* begin *

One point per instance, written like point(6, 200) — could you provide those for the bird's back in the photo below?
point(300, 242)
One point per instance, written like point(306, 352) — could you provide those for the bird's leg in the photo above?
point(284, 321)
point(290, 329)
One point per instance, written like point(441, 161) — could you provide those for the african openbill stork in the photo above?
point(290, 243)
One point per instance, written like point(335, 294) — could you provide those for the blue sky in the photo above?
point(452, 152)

* end *

Instruction |
Update the entries from the line containing "One point per instance, written like point(306, 352)" through the end of the entries, replacing "photo" with "image" and leaving everything else unchanged.

Correct answer |
One point per instance, written like point(306, 352) — could you provide those for the bird's leg in the image above?
point(284, 321)
point(290, 329)
One point per instance, written like point(441, 161) — could you provide those for the african openbill stork in the image above?
point(290, 243)
One point per instance, written like point(335, 294) — could you provide those for the blue sky in the image above?
point(452, 152)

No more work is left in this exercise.